*THE REQUEST*: Locate each line in the data below that contains the word "tree", and copy those lines.

═════ DATA PROVIDED ═════

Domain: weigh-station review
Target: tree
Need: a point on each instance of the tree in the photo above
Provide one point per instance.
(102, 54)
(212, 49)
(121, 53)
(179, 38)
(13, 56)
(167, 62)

═════

*REPLY*:
Target: tree
Need: a point on each instance of the tree in the photo above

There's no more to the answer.